-- Consignes de travail --
(A) Relevez, dans l'article sur le Nintendo Labo, les trois titres que l'auteur présente comme les « indispensables » de la ludothèque de Nintendo dont le Labo prend la suite.
(B) Prolongez l'article sur le Nintendo Labo à la suite de son dernier intertitre.

Nintendo passe au gaming en kit de carton
Avec une bonne humeur contagieuse et une précision vertigineuse, le Nintendo Labo construit des accessoires gaming en kit. De quoi devenir un acteur tech plus qu’un consommateur.
Roi du désossage d’iPhone, iFixit squatte la une du Web dès la sortie d’un produit d’Apple. Ce géant de la pièce détachée et de la réparation tech s’est même installé en Australie pour être le premier à démonter chaque nouveauté pommée. Honnie par une industrie poussant à l’échange standard, l’entreprise cultive un esprit Do It Yourself rare et précieux. Cet état de fait n’a probablement pas précipité la sortie du Nintendo Labo, mais ces accessoires de jeux en kits embrassent avec force cette saine philosophie. Mieux, ces deux boîtes de bricolage ouvrent les coulisses du gaming aux adultes et aux enfants. De quoi pousser -non sans humour et pédagogie- la jeune génération à se servir de ses mains. Et à reprendre le contrôle.
Nintendo n’a jamais été en reste lorsqu’il s’agit de donner des outils créatifs et pédagogiques aux joueurs. Il y a un an, Super Mario Maker transformait l’idée d’éditeur de niveaux en expérience infiniment ludique. Leçons de cuisine – Qu’allons-nous manger aujourd’hui? mettait littéralement la main à la pâte, en 2008, tandis que Mario Paint oscillait entre dessin et créations musicales -toujours d’actualité- sur Super Nintendo, en 1992. Nintendo Labo s’inscrit dans le prolongement de ces trois indispensables de la ludothèque de Big N. Parmi les deux boîtes proposées, le Multi-Kit s’impose sans peine comme le favori face à l’unique exosquelette Kit Robot. Légèrement moins cher (53 euros contre 59), il offre cinq bricolages plutôt solides (dites Toy-Con) que Michel Gondry ne renierait pas.
Ça cartonne!

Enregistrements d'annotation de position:
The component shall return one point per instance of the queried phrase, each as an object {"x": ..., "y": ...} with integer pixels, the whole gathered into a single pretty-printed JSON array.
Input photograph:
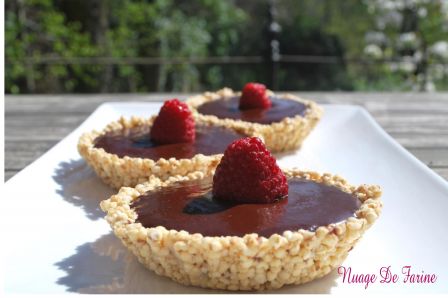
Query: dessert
[
  {"x": 284, "y": 121},
  {"x": 129, "y": 151},
  {"x": 281, "y": 227}
]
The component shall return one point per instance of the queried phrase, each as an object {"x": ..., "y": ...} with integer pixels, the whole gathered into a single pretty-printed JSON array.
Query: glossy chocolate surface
[
  {"x": 228, "y": 108},
  {"x": 189, "y": 206},
  {"x": 136, "y": 142}
]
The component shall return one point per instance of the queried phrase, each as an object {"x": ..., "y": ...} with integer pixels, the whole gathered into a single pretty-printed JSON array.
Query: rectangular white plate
[{"x": 56, "y": 240}]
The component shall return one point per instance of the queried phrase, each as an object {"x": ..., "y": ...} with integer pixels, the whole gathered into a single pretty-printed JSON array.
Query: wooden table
[{"x": 34, "y": 123}]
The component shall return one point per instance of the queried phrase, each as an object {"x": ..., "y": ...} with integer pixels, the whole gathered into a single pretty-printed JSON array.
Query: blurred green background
[{"x": 68, "y": 46}]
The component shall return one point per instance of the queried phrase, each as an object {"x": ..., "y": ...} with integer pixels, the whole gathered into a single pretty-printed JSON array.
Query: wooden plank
[{"x": 19, "y": 154}]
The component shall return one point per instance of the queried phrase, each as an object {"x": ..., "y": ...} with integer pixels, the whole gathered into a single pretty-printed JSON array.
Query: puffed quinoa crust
[
  {"x": 242, "y": 263},
  {"x": 130, "y": 171},
  {"x": 288, "y": 134}
]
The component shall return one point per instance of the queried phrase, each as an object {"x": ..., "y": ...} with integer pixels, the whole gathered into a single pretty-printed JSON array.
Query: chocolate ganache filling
[
  {"x": 229, "y": 108},
  {"x": 189, "y": 206},
  {"x": 136, "y": 142}
]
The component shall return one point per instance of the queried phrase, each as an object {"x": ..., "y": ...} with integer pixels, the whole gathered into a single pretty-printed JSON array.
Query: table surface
[{"x": 35, "y": 123}]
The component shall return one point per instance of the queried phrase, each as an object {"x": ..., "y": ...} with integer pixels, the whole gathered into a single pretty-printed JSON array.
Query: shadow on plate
[
  {"x": 80, "y": 186},
  {"x": 105, "y": 266}
]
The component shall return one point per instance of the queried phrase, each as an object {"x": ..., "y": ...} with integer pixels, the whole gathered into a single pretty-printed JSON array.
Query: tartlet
[
  {"x": 129, "y": 171},
  {"x": 250, "y": 262},
  {"x": 286, "y": 134}
]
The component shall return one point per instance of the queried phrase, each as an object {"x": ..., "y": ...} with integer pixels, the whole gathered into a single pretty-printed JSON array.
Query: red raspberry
[
  {"x": 254, "y": 96},
  {"x": 248, "y": 173},
  {"x": 174, "y": 124}
]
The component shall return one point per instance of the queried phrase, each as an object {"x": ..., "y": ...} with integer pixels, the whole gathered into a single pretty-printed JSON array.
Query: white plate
[{"x": 55, "y": 239}]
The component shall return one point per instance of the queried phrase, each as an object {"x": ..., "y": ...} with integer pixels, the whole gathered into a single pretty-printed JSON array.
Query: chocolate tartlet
[
  {"x": 177, "y": 230},
  {"x": 284, "y": 126},
  {"x": 122, "y": 154}
]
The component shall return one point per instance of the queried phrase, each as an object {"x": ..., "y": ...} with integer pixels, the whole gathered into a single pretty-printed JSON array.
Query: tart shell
[
  {"x": 129, "y": 171},
  {"x": 242, "y": 263},
  {"x": 287, "y": 134}
]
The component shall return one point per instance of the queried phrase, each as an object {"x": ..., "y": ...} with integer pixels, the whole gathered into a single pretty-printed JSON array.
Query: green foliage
[{"x": 40, "y": 32}]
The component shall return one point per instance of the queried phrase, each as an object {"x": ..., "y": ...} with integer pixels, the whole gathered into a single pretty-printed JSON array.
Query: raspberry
[
  {"x": 174, "y": 124},
  {"x": 254, "y": 96},
  {"x": 248, "y": 173}
]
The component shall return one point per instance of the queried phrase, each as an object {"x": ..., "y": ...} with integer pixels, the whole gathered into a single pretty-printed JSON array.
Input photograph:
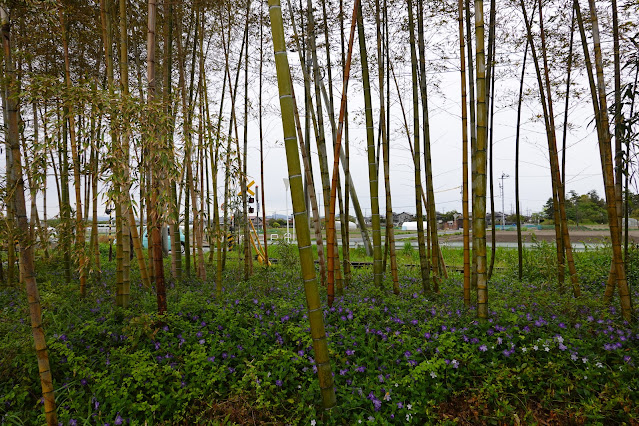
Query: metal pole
[{"x": 501, "y": 188}]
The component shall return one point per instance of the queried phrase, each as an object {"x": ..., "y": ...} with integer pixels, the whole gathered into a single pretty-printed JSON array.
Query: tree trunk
[
  {"x": 390, "y": 234},
  {"x": 465, "y": 213},
  {"x": 520, "y": 249},
  {"x": 431, "y": 214},
  {"x": 423, "y": 260},
  {"x": 301, "y": 223},
  {"x": 26, "y": 243},
  {"x": 372, "y": 164},
  {"x": 158, "y": 266},
  {"x": 80, "y": 228},
  {"x": 479, "y": 159}
]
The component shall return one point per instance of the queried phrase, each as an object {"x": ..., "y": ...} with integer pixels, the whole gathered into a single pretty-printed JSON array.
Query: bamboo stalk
[{"x": 301, "y": 223}]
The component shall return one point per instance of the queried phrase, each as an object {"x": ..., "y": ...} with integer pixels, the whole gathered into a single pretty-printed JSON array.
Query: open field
[{"x": 542, "y": 357}]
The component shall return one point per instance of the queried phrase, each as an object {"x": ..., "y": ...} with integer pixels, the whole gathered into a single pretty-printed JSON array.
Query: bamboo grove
[{"x": 151, "y": 111}]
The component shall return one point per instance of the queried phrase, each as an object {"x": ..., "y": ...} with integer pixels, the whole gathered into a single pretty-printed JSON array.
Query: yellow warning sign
[{"x": 248, "y": 189}]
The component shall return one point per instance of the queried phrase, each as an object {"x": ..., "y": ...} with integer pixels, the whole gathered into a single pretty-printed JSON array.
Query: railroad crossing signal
[{"x": 248, "y": 189}]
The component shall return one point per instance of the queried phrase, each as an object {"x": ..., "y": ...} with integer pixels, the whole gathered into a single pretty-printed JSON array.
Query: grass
[{"x": 247, "y": 357}]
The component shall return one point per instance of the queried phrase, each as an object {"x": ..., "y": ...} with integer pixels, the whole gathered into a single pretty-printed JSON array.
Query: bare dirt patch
[{"x": 589, "y": 237}]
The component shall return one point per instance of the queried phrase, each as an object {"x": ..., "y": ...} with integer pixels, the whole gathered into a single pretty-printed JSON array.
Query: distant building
[{"x": 400, "y": 218}]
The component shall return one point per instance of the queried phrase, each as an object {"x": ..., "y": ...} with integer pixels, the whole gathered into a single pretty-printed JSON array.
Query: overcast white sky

-- Corrigé --
(A) Super Mario Maker ; Leçons de cuisine – Qu'allons-nous manger aujourd'hui? ; Mario Paint

(B)
Insecte téléguidé, maison interactive, canne à pêche, guidon de moto et piano: qu’on se le dise, l’intérêt ludique de ces jouets fusionnant avec l’écran tactile de la Switch et ses deux manettes (Joy-Con) s’efface derrière leur montage proprement dit. Ne demandant ni colle ni ciseaux, ces opérations (comptez 1 heure 30 à 3 heures par projet) demandent d’évider des dizaines d’éléments prédécoupés, dans 28 planches en carton. Cet Ikea au pays des origamis s’accompagne d’un guide interactif d’une redoutable exactitude, sur l’écran de la Switch. En zoomant et en faisant pivoter les pièces à l’écran, on vérifie par exemple que la poignée des gaz de la moto que l’on vient de monter est exempte de défaut. Du grand art.
Claudiquant au fil d’une BO funk à la Parliament-Funkadelic, les instructions de montage et didacticiels s’accompagnent de commentaires et de personnages drôles et gauches qui relancent sans cesse l’intérêt. Pas d’excuse pour les nuls et/ou les allergiques au pliage: le Nintendo Labo fait tout pour les encourager et les aider. Au fil des languettes insérées et des élastiques tendus, la confiance grandit. Si bien que l’on finit par monter certaines pièces sans suivre la notice. De quoi susciter des débats houleux en cas de montage à deux.
Utilisant les vibrations, la détection de mouvements et la caméra infrarouge (IR) des Joy-Con, chaque Toy-Con est un vrai petit miracle de bricolage hybride. Le mouvement des touches du piano déclenche par exemple un son en étant détecté par la caméra IR de la manette, elle-même insérée dans le ventre de l’instrument. Cette caméra lit également une carte à perforer (soi-même) et quatre bouchons pénétrant le haut du piano magique. Changeant respectivement la rythmique et le type de son (mention spéciale pour le mode chat), ces deux accessoires se complètent de boutons et leviers aidant à l’enregistrement du mode studio. Korg, es-tu là?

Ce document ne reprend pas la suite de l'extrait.